> _PROBLEM DESCRIPTION_: Continue the goat cheese and shrimp ravioli recipe below, picking up right after its final sentence.

Fresh Goat Cheese and Shrimp Ravioli

serves 4 as a first course

For the pasta:
2 cups flour, plus more for dusting
3 eggs, at room temperature
1 tablespoon olive oil

OR 3 sheets fresh pasta dough (available at Italian markets - in NYC, go to Raffetto's (144 W. Houston)

For the filling:
1 Tbsp. olive oil
4-6 medium Northern Shrimp (from Canada) or Pink Shrimp (from the US)
1/4 cup goat cheese
3 Tbsp. milk
1 Tbsp. chopped fresh thyme leaves
1 tsp. chopped fresh rosemary leaves
Kosher or sea salt
Freshly cracked black pepper

For the sauce:
1 Tbsp. olive oil
1 Tbsp. butter
4-6 medium Northern Shrimp (from Canada) or Pink Shrimp (from the US)
1/2 cup dry white wine

Prepare the fresh pasta dough according to pasta machine's instructions, or any basic pasta dough recipe (Google is your friend here.) Roll pasta out into sheets 3"-4" wide and place between slightly damp dishtowels to rest.

Prepare filling by sautéing shrimp (in shells) in olive oil over medium-high heat for about a minute, until they turn slightly opaque. Remove from heat, allow to cool off enough to handle, and peel shells away. Chop shrimp into pieces. In a bowl, combine shrimp, goat cheese, milk, thyme, rosemary, salt and pepper.

> _AVAILABLE DATA_:

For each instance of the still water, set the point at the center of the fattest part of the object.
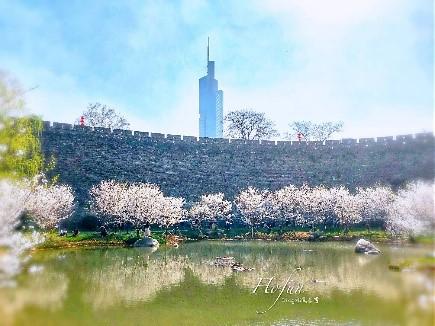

> _ANSWER TO THE EXERCISE_:
Assemble ravioli by slicing pasta into 3"-4" squares - you should have about 24 squares. Place a spoonful of filling in the center of half of the squares and place each remaining square atop a square with filling. Crimp the edges by pressing down with the tines of a fork. If edges are not sealing, you can apply a swipe of water with your finger, or a bit of whipped egg white. Set ravioli aside on a sheet pan or out on dishtowels. Take care not to let ravioli stick by dusting with flour before placing on top of one another.

When ready to serve, bring a stockpot of salted water to boil. Cook the ravioli carefully (lower in and remove with a slotted spoon), for about 5 minutes, until soft.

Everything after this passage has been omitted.